**WRITTEN PROBLEM:** Can you rewrite the listing below with every "shaped like this sample" changed to "formatted like this example" and nothing else altered?

**RECORDS FOR PROCESSING:**

'''

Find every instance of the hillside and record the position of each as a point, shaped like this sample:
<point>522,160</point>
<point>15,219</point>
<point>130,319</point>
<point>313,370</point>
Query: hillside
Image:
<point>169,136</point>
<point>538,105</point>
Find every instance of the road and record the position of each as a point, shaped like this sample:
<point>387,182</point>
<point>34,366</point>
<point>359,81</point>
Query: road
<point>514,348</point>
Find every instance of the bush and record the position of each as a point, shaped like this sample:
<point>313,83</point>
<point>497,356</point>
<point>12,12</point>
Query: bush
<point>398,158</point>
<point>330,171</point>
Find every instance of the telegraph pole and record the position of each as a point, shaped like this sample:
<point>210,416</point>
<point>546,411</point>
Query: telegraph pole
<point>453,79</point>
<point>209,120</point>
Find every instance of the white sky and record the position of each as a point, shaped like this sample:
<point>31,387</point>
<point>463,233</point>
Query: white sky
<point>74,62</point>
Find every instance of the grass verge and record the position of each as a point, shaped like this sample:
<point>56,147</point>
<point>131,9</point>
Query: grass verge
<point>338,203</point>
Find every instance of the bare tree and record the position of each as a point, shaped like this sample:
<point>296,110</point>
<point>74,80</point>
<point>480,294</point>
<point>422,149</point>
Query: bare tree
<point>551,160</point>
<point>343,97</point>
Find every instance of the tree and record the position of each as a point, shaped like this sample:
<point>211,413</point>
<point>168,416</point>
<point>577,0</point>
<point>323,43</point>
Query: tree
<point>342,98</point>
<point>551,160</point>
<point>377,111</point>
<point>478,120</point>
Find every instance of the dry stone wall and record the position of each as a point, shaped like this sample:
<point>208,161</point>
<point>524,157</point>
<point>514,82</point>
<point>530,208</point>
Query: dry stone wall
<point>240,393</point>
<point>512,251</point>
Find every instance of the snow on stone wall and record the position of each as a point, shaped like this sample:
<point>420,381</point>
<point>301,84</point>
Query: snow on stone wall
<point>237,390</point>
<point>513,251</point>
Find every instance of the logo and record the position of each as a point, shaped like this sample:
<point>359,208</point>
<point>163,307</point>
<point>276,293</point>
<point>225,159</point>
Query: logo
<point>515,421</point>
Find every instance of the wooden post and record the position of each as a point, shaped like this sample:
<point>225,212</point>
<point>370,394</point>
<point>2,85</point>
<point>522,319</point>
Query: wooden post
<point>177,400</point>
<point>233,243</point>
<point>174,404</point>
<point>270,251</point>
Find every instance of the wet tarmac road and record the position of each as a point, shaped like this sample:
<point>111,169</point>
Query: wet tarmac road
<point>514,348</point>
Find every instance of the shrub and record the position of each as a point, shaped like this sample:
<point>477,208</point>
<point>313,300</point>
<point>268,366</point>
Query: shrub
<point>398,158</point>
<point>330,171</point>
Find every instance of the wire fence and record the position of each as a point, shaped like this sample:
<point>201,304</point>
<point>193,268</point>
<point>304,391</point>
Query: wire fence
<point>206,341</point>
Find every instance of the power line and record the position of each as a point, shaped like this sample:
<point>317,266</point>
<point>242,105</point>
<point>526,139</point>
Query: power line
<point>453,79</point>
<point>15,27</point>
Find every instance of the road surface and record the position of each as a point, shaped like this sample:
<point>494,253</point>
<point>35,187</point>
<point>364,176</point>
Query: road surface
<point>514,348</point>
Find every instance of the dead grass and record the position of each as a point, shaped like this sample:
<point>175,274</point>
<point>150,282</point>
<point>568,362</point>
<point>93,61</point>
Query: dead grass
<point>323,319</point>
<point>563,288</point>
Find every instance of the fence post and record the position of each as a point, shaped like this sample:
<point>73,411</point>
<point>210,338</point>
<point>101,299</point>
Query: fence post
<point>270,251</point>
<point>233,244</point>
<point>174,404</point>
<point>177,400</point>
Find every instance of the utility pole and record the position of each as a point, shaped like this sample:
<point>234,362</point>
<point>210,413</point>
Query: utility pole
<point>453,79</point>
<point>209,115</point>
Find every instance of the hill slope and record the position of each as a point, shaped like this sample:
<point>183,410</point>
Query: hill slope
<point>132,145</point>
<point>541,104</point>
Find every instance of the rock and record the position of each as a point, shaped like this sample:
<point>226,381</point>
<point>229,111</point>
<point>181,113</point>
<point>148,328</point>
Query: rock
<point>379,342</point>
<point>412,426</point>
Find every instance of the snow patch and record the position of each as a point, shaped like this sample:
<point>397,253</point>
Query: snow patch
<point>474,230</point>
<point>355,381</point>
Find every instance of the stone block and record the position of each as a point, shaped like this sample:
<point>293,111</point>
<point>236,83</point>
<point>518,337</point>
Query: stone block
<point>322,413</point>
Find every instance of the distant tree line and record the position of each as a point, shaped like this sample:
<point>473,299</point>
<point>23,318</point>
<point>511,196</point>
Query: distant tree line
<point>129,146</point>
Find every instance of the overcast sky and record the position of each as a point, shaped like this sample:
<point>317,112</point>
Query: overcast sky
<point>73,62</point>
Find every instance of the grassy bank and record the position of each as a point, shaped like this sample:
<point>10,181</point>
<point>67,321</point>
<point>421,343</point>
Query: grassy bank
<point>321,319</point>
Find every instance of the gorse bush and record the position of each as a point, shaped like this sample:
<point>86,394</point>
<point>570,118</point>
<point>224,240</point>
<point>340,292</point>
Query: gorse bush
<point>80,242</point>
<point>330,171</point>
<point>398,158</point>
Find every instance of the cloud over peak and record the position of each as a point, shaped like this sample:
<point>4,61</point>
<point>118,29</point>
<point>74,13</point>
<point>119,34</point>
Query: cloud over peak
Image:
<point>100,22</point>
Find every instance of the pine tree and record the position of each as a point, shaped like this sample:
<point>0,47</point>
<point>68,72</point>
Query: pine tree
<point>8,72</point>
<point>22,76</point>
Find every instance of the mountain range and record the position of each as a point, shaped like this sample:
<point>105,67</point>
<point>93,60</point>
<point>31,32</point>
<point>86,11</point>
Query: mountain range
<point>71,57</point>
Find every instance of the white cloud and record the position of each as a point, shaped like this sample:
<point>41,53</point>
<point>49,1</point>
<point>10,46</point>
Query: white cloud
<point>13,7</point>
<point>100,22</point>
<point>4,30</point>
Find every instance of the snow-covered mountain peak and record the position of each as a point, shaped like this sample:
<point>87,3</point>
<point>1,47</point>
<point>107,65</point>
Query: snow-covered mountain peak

'''

**COMPLETED EXERCISE:**
Find every instance of the hillside and record the position of each as a point, formatted like this example:
<point>522,160</point>
<point>15,219</point>
<point>130,319</point>
<point>313,370</point>
Query: hillside
Image:
<point>169,136</point>
<point>538,105</point>
Find every instance of the road and record the position of each as a point, formatted like this example:
<point>387,182</point>
<point>34,366</point>
<point>359,81</point>
Query: road
<point>514,348</point>
Find every instance of the bush and record the position of each as a point, formatted like this example:
<point>313,83</point>
<point>497,356</point>
<point>12,12</point>
Query: bush
<point>398,158</point>
<point>330,171</point>
Find every instance of the telegraph pole and record the position of each as a point, formatted like this example:
<point>210,416</point>
<point>546,411</point>
Query: telegraph pole
<point>453,79</point>
<point>209,120</point>
Find every instance of the white sky and record the position of each as a point, formatted like this example:
<point>31,387</point>
<point>463,233</point>
Query: white sky
<point>74,62</point>
Find every instance of the grass verge and record the position of each as a point, formatted like this example:
<point>56,147</point>
<point>131,9</point>
Query: grass verge
<point>338,203</point>
Find every instance of the bare tree and record the position of each as a point, formatted like this example:
<point>296,110</point>
<point>74,80</point>
<point>480,294</point>
<point>422,149</point>
Query: bare tree
<point>551,160</point>
<point>343,97</point>
Find every instance of the tree and record the position of each as a point, formatted like this example:
<point>211,413</point>
<point>168,416</point>
<point>577,0</point>
<point>323,43</point>
Query: tree
<point>342,98</point>
<point>551,160</point>
<point>377,111</point>
<point>478,120</point>
Find every instance of the dry stone wall and record the position of each as a point, formatted like this example:
<point>208,161</point>
<point>524,157</point>
<point>514,82</point>
<point>530,208</point>
Query: dry stone wall
<point>240,393</point>
<point>512,251</point>
Find every instance of the snow on stone wall and record the position of each as a point, formatted like this example:
<point>420,381</point>
<point>301,84</point>
Query: snow on stone wall
<point>237,390</point>
<point>513,251</point>
Find every instance of the logo and record the position of each as a point, formatted like this example:
<point>359,208</point>
<point>163,307</point>
<point>276,293</point>
<point>225,159</point>
Query: logo
<point>515,421</point>
Find every instance of the wooden post and record the position of each as a point, formatted like this example:
<point>225,212</point>
<point>370,394</point>
<point>2,85</point>
<point>522,319</point>
Query: wooden post
<point>177,400</point>
<point>233,243</point>
<point>174,404</point>
<point>270,251</point>
Find every instance of the wet tarmac road and record the position of each as a point, formatted like this example:
<point>111,169</point>
Query: wet tarmac road
<point>514,348</point>
Find every instance of the shrub and record the position of each as a point, formatted like this example:
<point>477,208</point>
<point>313,300</point>
<point>268,366</point>
Query: shrub
<point>398,158</point>
<point>330,171</point>
Find every instance of the wire fence and record the position of each as a point, formatted like this example:
<point>201,304</point>
<point>193,268</point>
<point>304,391</point>
Query: wire fence
<point>206,341</point>
Find every instance of the power line and record the position of each as a point, formatted like this example:
<point>317,266</point>
<point>242,105</point>
<point>526,139</point>
Query: power line
<point>453,79</point>
<point>15,27</point>
Find every instance of the road surface and record the position of each as a point, formatted like this example:
<point>494,253</point>
<point>35,187</point>
<point>364,176</point>
Query: road surface
<point>514,348</point>
Find every instance of the dead grass and record the position of each as a point, formatted like this example:
<point>175,274</point>
<point>150,282</point>
<point>568,362</point>
<point>93,61</point>
Query: dead grass
<point>323,319</point>
<point>563,288</point>
Find every instance of the fence post and record the position of each as a point, formatted like this example:
<point>73,411</point>
<point>210,338</point>
<point>101,299</point>
Query: fence post
<point>270,251</point>
<point>233,244</point>
<point>174,404</point>
<point>177,400</point>
Find every instance of the utility pole and record the position of each as a point, formatted like this example:
<point>234,362</point>
<point>210,413</point>
Query: utility pole
<point>453,79</point>
<point>209,115</point>
Find every instance of the hill slope and record the position of each as a point, formatted like this example:
<point>183,410</point>
Query: hill slope
<point>132,145</point>
<point>541,104</point>
Find every instance of the rock and record the position of each as a point, formatted like this example:
<point>226,381</point>
<point>229,111</point>
<point>181,113</point>
<point>148,328</point>
Query: rock
<point>379,342</point>
<point>412,426</point>
Find every instance of the snow patch and record the position of each as a point, formatted like this example:
<point>397,253</point>
Query: snow patch
<point>474,230</point>
<point>355,381</point>
Find every instance of the stone block and record the position of each as a point, formatted like this example:
<point>293,111</point>
<point>236,83</point>
<point>518,337</point>
Query: stone block
<point>322,413</point>
Find every instance of the distant tree line and record the position of each as a point, formatted like this example:
<point>473,299</point>
<point>23,318</point>
<point>511,196</point>
Query: distant tree line
<point>129,146</point>
Find every instance of the overcast sky and record the position of each as a point, formatted like this example:
<point>317,112</point>
Query: overcast sky
<point>73,62</point>
Find every instance of the grassy bank and record the position of each as a point, formatted like this example:
<point>10,181</point>
<point>67,321</point>
<point>421,343</point>
Query: grassy bank
<point>321,319</point>
Find every instance of the gorse bush and record the position of each as a point, formatted like this example:
<point>86,394</point>
<point>570,118</point>
<point>224,240</point>
<point>340,292</point>
Query: gorse bush
<point>80,242</point>
<point>330,171</point>
<point>398,158</point>
Find every instance of the cloud over peak and record the position of each as a point, formatted like this example:
<point>4,61</point>
<point>118,29</point>
<point>74,13</point>
<point>119,34</point>
Query: cloud over peak
Image:
<point>100,22</point>
Find every instance of the pine tree and record the position of each as a point, formatted like this example:
<point>0,47</point>
<point>68,72</point>
Query: pine tree
<point>8,72</point>
<point>22,76</point>
Find every instance of the mountain range and record the position of each as a point, formatted like this example:
<point>105,67</point>
<point>93,60</point>
<point>31,32</point>
<point>86,11</point>
Query: mountain range
<point>71,57</point>
Find every instance of the white cloud and record the position of each as a point, formatted like this example:
<point>41,53</point>
<point>49,1</point>
<point>10,46</point>
Query: white cloud
<point>13,7</point>
<point>100,22</point>
<point>4,30</point>
Find every instance of the snow-covered mountain peak and record the position of each as a point, formatted like this example:
<point>87,3</point>
<point>1,47</point>
<point>107,65</point>
Query: snow-covered mountain peak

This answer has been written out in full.